*Texto fuente*.
El infantil de fútbol
De nuevo el infantil de fútbol necesitaba un portero. Había
cambiado de entrenador; ahora llevaba el equipo el padre Fierro,
mi nuevo padre Prefecto. Un gran futbolista, un gran entrenador
y una gran persona, sobre todo para conmigo.
Podía jugar al fútbol en el infantil por cumplir
los años después del 1 de septiembre; me pidieron
que jugara y acepté. En el equipo estaban mis mejores amigos
de entonces: Rafa y Julián.
Cuando fiché por el infantil no tenía pantalón
de portero apropiado (los pantalones de portero llevaban unas
almohadillas para amortiguar los golpes en los muslos). En el
equipamiento que nos daban tampoco tenían este tipo de
pantalón, así que un sábado me fui con mi
madre a comprarme unos pantalones con almohadillas.
Recuerdo que fuimos a Deportes Vallejo. Allí me probé
unos pantalones que me estaban muy grandes de cintura y de muslos.
–Le están impecables–. Le dijo Vallejo a mi
madre.
–¿No le están un poco grandes?– Le dijo
mi madre.
–Ahora sí. Pero en cuanto los lave una vez encogen
y se le van a adaptar divinamente–.
Bueno; el caso es que me quedé con los pantalones. Antes
de estrenarlos le dije a mi madre que los lavara a ver si era
verdad que encogían y se adaptaban. Pero ni encogieron
ni se adaptaron.

*Tu consigna*.
Responde, a partir del texto sobre el infantil de fútbol:
1. ¿Quién llevaba ahora el equipo?
2. ¿Qué dos amigos formaban parte del equipo?
3. ¿En qué tienda se compraron los pantalones con almohadillas?
El material que sigue no guarda relación con el texto.

*Datos aportados*.
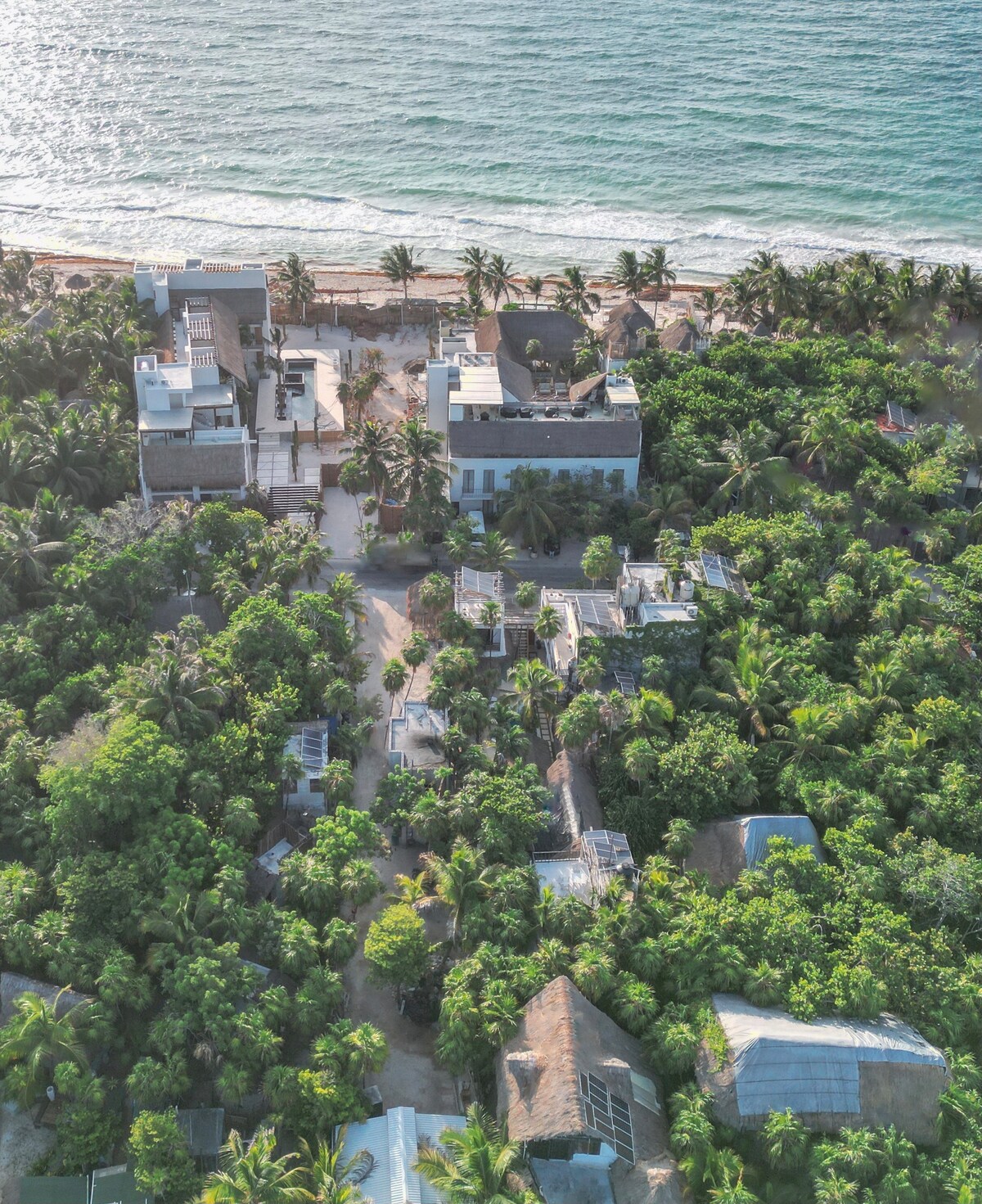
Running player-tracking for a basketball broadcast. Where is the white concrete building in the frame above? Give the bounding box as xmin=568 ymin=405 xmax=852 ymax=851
xmin=338 ymin=1107 xmax=467 ymax=1204
xmin=133 ymin=296 xmax=253 ymax=506
xmin=426 ymin=311 xmax=642 ymax=512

*Respuesta completa*.
1. El padre Fierro.
2. Rafa y Julián.
3. En Deportes Vallejo.